GF: Estava a experimentar várias formas de compor enquanto estava a ler esse livro do John Hutchinson que explora muito a teoria de aleatoriedade do John Cage. O nome Thrown Rope surge porque o artista atirava uma corda para o seu quintal e plantava flores onde esta caia. Essa ideia de aleatoriedade deu-me experimentar e tentei gerar música de forma aleatória com uns teclados. Quando estávamos a escrever esta música lembrei-me da peça e decidi dar-lhe o seu nome, o que me ajudou e inspirou durante a sua criação.
Entre as músicas de Wide Wall, Tree Tall existe ainda Aching For a Rebel. Quem é este rebelde por quem estão a sofrer?
GF: Este é um daqueles casos em que a música é bastante pessoal e depois temos dificuldades em falar sobre elas (risos). Mas tem a ver com uma relação, que está presente na última frase do refrão, com uma figura paternal. Neste caso, o rebelde não é uma pessoa em particular, mas sim a ideia de rebeldia e de separação de uma figura paternal.
Acham que este é um disco rebelde? Na primeira faixa, Sing Something For Us Now, existe uma parte da canção onde diz “Go to Hell” duas vezes.
GF: Não quisemos ter medo neste álbum e escrevemos canções destemidos. Não ter medo de colocar texturas que pudessem causar estranheza nas pessoas. Tentámo-nos distanciar daquilo que as pessoas poderiam achar.
ZM: É também um disco muito mais pessoal na maneia como foi feito.
GF: Acho que o Wide Wall, Tree Tall é como o The Town, que lançámos como se fosse um disco de Natal, que é um bocado mais calmo e que foge um bocado ao Punk Academics. Talvez algumas pessoas que gostavam desse disco podem estranhar não haver o mesmo nível de energia, mas, para nós, foi um processo muito natural e o que fazia mais sentido. Gosto da ideia de que este é um disco sem medo, mas não sei é rebelde ou não.

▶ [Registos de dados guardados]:
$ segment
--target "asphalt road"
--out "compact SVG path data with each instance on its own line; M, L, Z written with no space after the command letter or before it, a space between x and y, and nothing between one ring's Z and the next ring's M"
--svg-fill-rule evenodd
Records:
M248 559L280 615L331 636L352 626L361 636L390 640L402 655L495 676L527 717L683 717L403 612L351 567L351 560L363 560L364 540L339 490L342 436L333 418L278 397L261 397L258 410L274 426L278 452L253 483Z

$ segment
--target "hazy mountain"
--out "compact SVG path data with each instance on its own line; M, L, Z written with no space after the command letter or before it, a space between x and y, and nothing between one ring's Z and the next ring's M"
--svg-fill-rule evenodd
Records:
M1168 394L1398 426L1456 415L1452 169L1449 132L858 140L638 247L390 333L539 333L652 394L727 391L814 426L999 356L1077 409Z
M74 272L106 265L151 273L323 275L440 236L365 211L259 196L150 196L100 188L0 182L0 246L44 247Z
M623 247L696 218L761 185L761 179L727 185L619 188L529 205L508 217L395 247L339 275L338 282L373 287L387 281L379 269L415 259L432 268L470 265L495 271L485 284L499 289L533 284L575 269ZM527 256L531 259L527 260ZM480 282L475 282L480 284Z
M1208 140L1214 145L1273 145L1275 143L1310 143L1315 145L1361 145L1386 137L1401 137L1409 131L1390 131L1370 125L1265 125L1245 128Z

▶ [O que fazer]:
1 – Indique se cada afirmação está de acordo com a entrevista sobre o disco Wide Wall, Tree Tall, respondendo sim ou não e citando as palavras decisivas da entrevista. (a) O nome Thrown Rope vem de um artista que atirava uma corda para o quintal e plantava flores onde ela caía. (b) Em Aching For a Rebel, o rebelde é uma pessoa em particular. (c) O disco The Town foi lançado como se fosse um disco de Natal.
2 – Escreva a continuação da entrevista sobre o disco Wide Wall, Tree Tall, a partir da última resposta apresentada.
As linhas não são necessárias para este trabalho.

▶ [Respostas às tarefas]:
1 –
(a) Sim: «o artista atirava uma corda para o seu quintal e plantava flores onde esta caia».
(b) Não: «o rebelde não é uma pessoa em particular, mas sim a ideia de rebeldia e de separação de uma figura paternal».
(c) Sim: «que lançámos como se fosse um disco de Natal».

2 –
Agora, que estão prestes a lançar o disco, quais são os planos da banda para o apresentar?
GF: Vamos tocar 14 e 15 de abril, em Aveiro, Guimarães e Porto, sim, são três concertos em dois dias (risos) e depois vamos apresentar o disco no dia 18 de maio no B.Leza.
E estão a planear voltar a fazer uma tour europeia?
GF: Estamos a planear fazer no final deste ano. É algo que queremos muito fazer, é uma experiência muito interessante e que nos faz crescer bastante como músicos.
Poder fazer uma tour europeia é algo que deve ser muito entusiasmante, mas não é também muito cansativa e desgastante?
ZM: No final, quando chegamos a casa, estamos completamente estafados, mas, enquanto estamos na rua nem pensamos nisso, estamos completamente movidos pela adrenalina.
RM: E, ao final de um tempo, acabas por te habituar a este ritmo e à rotina. Começas cheio de energia, depois acabas por ficar um bocado cansado e acabas por manter esse ritmo até ao final da tour.
GF: O melhor desta experiência é que tudo aquilo que estás a fazer é para ir tocar. Além disso, a tua vida fica muito mais interessante do que quando estás apenas a viver a tua rotina porque acabas por conhecer as maiores personagens quando estás na estrada. Parece que estás num filme.
Qual é a vossa melhor memória de um concerto que tenham dado no estrangeiro?
ZM: Houve uma vez que tocámos em Viareggio, em Itália, numa parte que parecia uma zona industrial. Chegámos na noite antes do nosso concerto e estava lá a atuar uma banda inglesa chamada Holy Pinto.
GF: Estivemos todos juntos, fomos beber umas cervejas e no fim voltámos para a mesma casa, porque foi o sítio que arranjaram para irmos dormir. Na manhã seguinte despedimo-nos porque eles iam ter um concerto em Roma. Nisto, o Zina, que estava a lavar os dentes, foi à janela despedir-se deles e vê o carro dos Holy Pinto a seguir em frente e a cair numa valeta (risos).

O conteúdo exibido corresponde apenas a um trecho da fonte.